§ **DATA PROVIDED**
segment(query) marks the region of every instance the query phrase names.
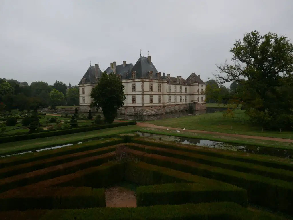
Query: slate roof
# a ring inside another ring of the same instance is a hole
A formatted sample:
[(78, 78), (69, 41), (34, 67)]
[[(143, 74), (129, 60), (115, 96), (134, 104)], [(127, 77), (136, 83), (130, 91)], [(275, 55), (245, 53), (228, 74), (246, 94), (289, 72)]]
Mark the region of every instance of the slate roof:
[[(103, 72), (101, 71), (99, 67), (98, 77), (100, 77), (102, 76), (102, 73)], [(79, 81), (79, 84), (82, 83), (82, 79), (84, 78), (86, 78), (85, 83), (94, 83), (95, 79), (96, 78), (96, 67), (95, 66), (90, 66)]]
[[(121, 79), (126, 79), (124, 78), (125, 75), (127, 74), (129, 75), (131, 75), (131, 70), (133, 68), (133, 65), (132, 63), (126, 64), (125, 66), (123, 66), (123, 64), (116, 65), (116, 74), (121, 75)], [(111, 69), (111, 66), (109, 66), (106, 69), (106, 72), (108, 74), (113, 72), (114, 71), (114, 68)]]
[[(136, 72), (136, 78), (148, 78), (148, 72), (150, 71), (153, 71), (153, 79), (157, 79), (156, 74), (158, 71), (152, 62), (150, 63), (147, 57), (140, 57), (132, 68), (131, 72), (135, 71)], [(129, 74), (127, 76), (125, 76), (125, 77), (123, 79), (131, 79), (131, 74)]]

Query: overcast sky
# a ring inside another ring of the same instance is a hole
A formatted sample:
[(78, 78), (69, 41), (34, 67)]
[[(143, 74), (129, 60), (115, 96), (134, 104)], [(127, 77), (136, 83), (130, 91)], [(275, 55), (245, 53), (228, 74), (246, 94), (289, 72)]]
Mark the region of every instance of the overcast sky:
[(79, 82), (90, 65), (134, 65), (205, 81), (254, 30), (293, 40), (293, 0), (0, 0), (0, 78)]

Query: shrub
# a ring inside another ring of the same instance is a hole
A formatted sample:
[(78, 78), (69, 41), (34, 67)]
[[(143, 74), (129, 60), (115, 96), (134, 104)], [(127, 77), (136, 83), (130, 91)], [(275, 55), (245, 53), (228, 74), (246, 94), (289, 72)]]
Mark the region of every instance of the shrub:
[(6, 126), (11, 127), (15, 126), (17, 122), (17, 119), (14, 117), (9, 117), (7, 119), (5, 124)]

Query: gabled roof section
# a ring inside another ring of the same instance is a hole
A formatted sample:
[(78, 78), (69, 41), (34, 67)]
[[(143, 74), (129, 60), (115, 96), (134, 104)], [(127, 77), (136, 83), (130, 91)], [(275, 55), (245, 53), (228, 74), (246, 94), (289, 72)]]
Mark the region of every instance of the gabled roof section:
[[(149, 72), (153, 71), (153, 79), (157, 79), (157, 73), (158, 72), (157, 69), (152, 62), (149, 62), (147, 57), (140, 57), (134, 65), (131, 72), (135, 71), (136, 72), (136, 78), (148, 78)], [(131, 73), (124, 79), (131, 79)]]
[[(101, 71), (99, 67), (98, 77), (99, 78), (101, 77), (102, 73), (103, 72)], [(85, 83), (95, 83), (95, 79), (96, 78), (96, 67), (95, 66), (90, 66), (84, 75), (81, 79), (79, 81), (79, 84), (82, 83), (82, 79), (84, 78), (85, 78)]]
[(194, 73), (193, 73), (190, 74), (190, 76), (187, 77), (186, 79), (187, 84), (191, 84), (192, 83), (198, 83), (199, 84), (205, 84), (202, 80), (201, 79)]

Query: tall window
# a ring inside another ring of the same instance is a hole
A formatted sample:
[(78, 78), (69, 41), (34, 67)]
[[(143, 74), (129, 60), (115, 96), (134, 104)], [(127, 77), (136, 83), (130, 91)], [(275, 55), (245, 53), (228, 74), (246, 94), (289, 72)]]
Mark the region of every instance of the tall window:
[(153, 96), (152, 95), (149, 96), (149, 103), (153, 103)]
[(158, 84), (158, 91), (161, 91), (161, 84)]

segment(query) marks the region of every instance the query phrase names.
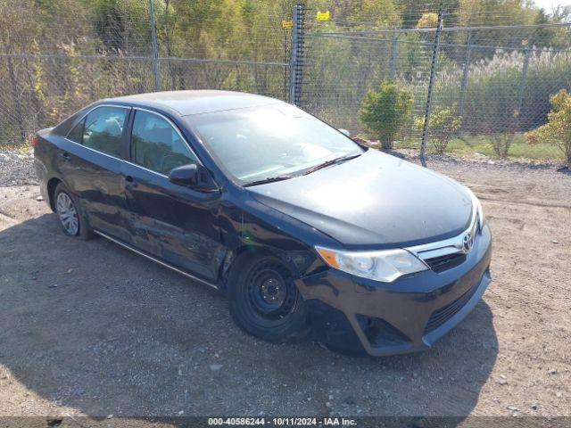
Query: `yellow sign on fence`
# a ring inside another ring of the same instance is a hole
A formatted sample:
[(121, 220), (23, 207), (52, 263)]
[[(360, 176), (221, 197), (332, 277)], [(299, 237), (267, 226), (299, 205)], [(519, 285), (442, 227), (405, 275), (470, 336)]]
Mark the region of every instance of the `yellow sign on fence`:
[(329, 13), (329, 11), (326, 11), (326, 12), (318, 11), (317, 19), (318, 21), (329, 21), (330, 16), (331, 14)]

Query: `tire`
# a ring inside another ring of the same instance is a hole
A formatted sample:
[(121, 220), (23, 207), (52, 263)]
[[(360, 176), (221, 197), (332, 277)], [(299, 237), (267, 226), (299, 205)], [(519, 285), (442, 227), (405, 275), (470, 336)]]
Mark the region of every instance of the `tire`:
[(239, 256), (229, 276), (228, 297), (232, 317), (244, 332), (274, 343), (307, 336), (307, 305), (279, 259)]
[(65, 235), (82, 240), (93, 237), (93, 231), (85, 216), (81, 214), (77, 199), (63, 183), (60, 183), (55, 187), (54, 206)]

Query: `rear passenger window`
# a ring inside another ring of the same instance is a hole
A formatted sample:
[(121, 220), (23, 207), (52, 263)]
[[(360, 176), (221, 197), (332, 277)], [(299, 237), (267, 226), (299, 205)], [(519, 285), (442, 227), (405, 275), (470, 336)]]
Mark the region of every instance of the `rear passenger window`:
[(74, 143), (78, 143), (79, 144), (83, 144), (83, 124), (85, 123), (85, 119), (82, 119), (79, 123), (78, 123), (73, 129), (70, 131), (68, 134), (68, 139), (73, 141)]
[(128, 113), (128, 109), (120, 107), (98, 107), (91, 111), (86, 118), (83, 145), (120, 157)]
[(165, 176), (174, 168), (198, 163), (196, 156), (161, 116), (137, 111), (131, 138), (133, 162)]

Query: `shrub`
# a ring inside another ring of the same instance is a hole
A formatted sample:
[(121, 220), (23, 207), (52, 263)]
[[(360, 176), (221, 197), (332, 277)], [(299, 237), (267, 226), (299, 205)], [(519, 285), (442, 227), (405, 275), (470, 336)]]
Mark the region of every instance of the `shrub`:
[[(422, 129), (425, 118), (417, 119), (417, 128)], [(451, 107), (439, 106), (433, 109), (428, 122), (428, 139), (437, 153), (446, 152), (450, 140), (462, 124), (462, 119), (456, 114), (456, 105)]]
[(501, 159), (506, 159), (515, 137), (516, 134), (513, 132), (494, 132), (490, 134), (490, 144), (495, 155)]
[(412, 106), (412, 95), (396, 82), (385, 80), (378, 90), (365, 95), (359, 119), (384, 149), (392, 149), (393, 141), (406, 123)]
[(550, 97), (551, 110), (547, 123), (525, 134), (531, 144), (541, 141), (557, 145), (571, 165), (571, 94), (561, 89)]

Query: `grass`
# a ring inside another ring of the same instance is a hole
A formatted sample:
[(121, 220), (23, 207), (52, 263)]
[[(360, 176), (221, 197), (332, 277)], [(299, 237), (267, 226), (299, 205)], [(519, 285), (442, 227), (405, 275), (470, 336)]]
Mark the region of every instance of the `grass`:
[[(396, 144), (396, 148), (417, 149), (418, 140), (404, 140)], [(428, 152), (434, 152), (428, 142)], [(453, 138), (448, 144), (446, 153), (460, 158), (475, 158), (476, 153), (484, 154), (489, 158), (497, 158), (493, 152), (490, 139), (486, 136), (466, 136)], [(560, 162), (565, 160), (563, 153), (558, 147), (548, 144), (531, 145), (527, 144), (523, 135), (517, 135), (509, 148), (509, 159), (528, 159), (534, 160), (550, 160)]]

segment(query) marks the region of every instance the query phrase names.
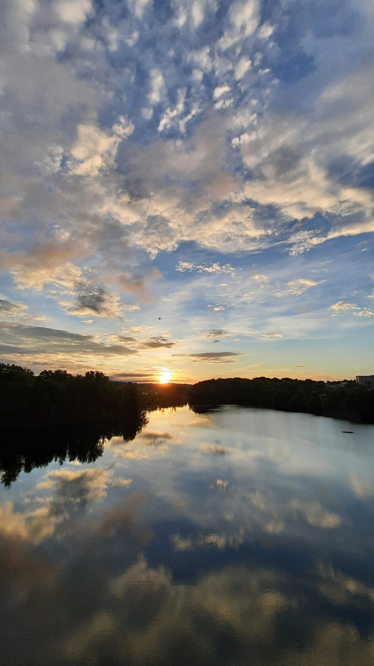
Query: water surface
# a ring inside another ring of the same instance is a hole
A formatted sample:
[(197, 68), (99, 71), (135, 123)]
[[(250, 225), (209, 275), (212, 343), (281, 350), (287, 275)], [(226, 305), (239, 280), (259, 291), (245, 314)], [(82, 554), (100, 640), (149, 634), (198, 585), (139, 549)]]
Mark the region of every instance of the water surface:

§ **YOUR OBJECTIVE**
Can you give the records above again, everything from the line containing "Query: overcast sky" down to the line containing "119), (5, 124)]", switching "shrub" to "hedge" and leaving everything else unchanged?

§ **EXERCISE RESULT**
Query: overcast sky
# a ring inside another ring of the same instance is a hole
A formatted sample:
[(78, 78), (69, 41), (34, 67)]
[[(143, 74), (129, 60), (115, 96), (134, 104)], [(127, 77), (136, 83), (130, 91)], [(275, 55), (245, 53), (228, 74), (246, 94), (289, 72)]]
Mark the region of every instance of the overcast sky:
[(79, 82), (90, 65), (134, 65), (205, 81), (254, 30), (293, 40), (293, 0), (0, 0), (0, 78)]

Query: hedge
# a ring inside another ring of the same instance is a hole
A formatted sample:
[(78, 78), (69, 41), (34, 67)]
[[(143, 74), (129, 60), (115, 96), (134, 104)], [(127, 77), (136, 83), (130, 91)], [(275, 55), (245, 53), (228, 74), (246, 94), (289, 72)]]
Mark the region of every instance of the hedge:
[(6, 126), (11, 127), (15, 126), (17, 122), (17, 119), (14, 117), (9, 117), (7, 119), (5, 124)]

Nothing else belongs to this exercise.